**WORKING DATA**

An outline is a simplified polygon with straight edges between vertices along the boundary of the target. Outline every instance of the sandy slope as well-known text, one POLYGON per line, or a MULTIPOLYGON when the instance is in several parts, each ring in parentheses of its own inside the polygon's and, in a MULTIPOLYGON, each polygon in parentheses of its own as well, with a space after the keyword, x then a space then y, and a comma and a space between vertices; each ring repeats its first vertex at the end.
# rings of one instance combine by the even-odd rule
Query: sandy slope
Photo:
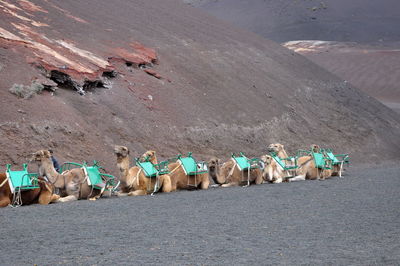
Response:
POLYGON ((399 1, 184 2, 267 39, 286 43, 285 46, 398 110, 399 1), (296 40, 306 41, 301 44, 296 40), (313 42, 318 47, 309 49, 313 42))
POLYGON ((400 103, 400 44, 361 45, 291 41, 285 47, 305 55, 337 76, 362 88, 389 107, 400 103))

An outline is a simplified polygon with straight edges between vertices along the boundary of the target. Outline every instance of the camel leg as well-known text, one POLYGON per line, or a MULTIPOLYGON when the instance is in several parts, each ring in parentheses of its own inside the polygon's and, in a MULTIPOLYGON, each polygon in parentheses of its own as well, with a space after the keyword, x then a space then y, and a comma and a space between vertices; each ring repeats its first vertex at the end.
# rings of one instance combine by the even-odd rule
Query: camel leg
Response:
POLYGON ((117 197, 126 197, 126 196, 128 196, 128 193, 125 193, 125 192, 117 192, 116 195, 117 195, 117 197))
POLYGON ((147 192, 145 190, 135 190, 128 193, 128 196, 143 196, 146 195, 147 192))
POLYGON ((66 197, 59 198, 57 202, 69 202, 69 201, 75 201, 75 200, 78 200, 77 196, 69 195, 66 197))
POLYGON ((97 200, 98 198, 100 198, 100 196, 101 195, 97 195, 97 196, 91 197, 91 198, 89 198, 89 200, 92 200, 92 201, 97 200))
POLYGON ((237 186, 236 184, 233 183, 228 183, 228 184, 222 184, 221 187, 234 187, 237 186))
POLYGON ((172 191, 171 177, 169 175, 160 176, 161 191, 168 193, 172 191))
POLYGON ((279 184, 283 182, 283 178, 282 177, 278 177, 273 183, 274 184, 279 184))
POLYGON ((293 178, 289 178, 289 182, 304 181, 304 180, 306 180, 306 175, 305 174, 304 175, 298 175, 298 176, 295 176, 293 178))
POLYGON ((41 191, 39 195, 39 204, 47 205, 52 200, 52 193, 50 191, 41 191))
POLYGON ((263 176, 262 176, 262 173, 261 173, 261 174, 258 174, 257 177, 256 177, 256 181, 255 181, 256 185, 260 185, 260 184, 262 184, 263 182, 264 182, 264 178, 263 178, 263 176))
POLYGON ((200 188, 201 189, 208 189, 210 186, 210 178, 208 177, 208 174, 203 175, 203 178, 201 180, 200 188))
POLYGON ((4 197, 0 200, 0 207, 7 207, 11 204, 11 200, 9 197, 4 197))
POLYGON ((61 198, 60 195, 53 194, 51 195, 50 203, 57 202, 60 198, 61 198))

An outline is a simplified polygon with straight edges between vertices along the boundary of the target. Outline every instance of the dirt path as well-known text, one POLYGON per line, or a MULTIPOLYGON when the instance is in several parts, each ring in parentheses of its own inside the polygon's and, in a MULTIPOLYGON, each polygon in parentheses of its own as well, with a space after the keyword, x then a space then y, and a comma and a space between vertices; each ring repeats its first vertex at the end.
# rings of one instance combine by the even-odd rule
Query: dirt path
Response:
POLYGON ((0 264, 398 264, 399 170, 5 208, 0 264))

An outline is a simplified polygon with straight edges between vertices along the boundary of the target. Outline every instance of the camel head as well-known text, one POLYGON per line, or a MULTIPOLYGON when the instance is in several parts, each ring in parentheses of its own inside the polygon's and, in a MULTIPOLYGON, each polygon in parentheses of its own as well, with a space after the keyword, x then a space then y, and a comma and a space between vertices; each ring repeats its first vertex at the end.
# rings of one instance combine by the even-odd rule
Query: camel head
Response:
POLYGON ((267 150, 268 152, 279 153, 281 151, 284 151, 284 146, 280 143, 270 144, 267 150))
POLYGON ((145 153, 143 153, 143 155, 140 157, 140 161, 144 162, 146 160, 153 162, 154 163, 154 159, 156 158, 156 152, 155 151, 146 151, 145 153))
POLYGON ((48 150, 39 150, 33 154, 31 160, 40 163, 44 159, 50 159, 50 158, 51 158, 51 153, 48 150))
POLYGON ((265 166, 270 165, 272 162, 272 157, 270 155, 263 155, 260 159, 265 163, 265 166))
POLYGON ((220 159, 216 157, 212 157, 208 161, 208 171, 211 176, 211 178, 214 180, 215 184, 224 184, 225 180, 220 180, 220 175, 219 175, 219 166, 220 166, 220 159))
POLYGON ((211 158, 208 161, 208 169, 210 170, 210 172, 214 172, 218 168, 219 163, 220 160, 218 158, 216 157, 211 158))
POLYGON ((115 145, 114 154, 117 155, 118 159, 123 159, 123 158, 128 157, 129 149, 127 147, 124 147, 124 146, 115 145))
POLYGON ((270 156, 270 155, 267 154, 267 155, 261 156, 260 159, 261 159, 261 161, 263 161, 263 163, 264 163, 264 170, 263 170, 263 173, 262 173, 263 179, 266 180, 266 181, 268 181, 268 182, 273 182, 273 181, 275 181, 273 177, 272 177, 272 179, 271 179, 271 177, 268 175, 269 166, 270 166, 270 165, 272 164, 272 162, 273 162, 272 156, 270 156))
POLYGON ((317 144, 313 144, 313 145, 311 145, 311 151, 315 152, 315 153, 320 153, 321 148, 317 144))

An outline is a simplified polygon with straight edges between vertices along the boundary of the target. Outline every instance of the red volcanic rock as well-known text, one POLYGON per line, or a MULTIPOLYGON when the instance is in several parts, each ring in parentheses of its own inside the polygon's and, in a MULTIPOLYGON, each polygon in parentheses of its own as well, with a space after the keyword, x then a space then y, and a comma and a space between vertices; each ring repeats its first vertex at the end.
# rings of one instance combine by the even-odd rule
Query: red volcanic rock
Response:
POLYGON ((46 1, 45 4, 49 4, 47 9, 28 0, 19 1, 19 6, 2 1, 0 15, 9 21, 0 23, 0 44, 5 48, 19 47, 18 52, 26 55, 27 63, 45 70, 47 75, 52 71, 62 72, 68 75, 72 82, 83 86, 85 82, 101 80, 104 72, 115 70, 113 59, 136 66, 157 62, 156 51, 139 42, 126 42, 126 48, 103 45, 102 49, 89 50, 80 47, 74 40, 65 39, 63 34, 53 34, 52 31, 56 29, 51 25, 51 21, 46 20, 44 23, 29 12, 61 12, 60 15, 66 19, 83 24, 87 22, 53 3, 46 1), (108 56, 105 56, 106 54, 108 56))
POLYGON ((162 79, 161 75, 155 72, 153 69, 144 69, 144 72, 155 78, 162 79))

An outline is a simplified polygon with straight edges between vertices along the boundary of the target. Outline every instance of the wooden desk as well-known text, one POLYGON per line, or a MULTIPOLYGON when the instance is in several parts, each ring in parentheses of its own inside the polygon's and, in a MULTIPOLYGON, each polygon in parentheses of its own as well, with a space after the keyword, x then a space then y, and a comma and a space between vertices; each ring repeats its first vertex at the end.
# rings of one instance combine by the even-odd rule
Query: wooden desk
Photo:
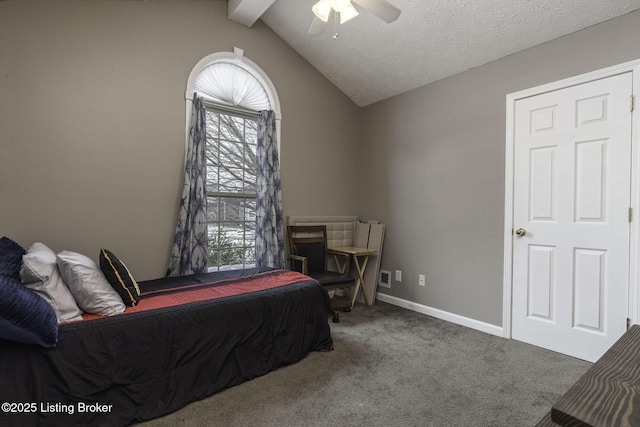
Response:
POLYGON ((336 261, 336 267, 338 267, 338 271, 340 273, 344 273, 347 262, 344 264, 340 264, 338 261, 338 255, 347 255, 353 258, 353 263, 356 265, 356 270, 358 271, 358 277, 356 278, 356 288, 353 291, 353 296, 351 297, 351 307, 356 303, 356 297, 358 296, 358 291, 360 287, 362 287, 362 295, 364 295, 364 300, 367 305, 371 305, 373 302, 369 300, 369 296, 367 295, 367 291, 364 288, 364 270, 367 268, 367 262, 369 261, 369 256, 378 253, 375 249, 367 249, 367 248, 358 248, 355 246, 343 246, 339 248, 328 248, 329 253, 333 255, 333 259, 336 261), (362 263, 361 263, 362 261, 362 263))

**PROBLEM REQUIREMENTS**
Look through the entries above. Copy out every line holding the word "Query".

**ANSWER**
Query: sandy slope
Query: camel leg
Query: dirt path
Query: camel head
Query: red volcanic rock
Query: wooden desk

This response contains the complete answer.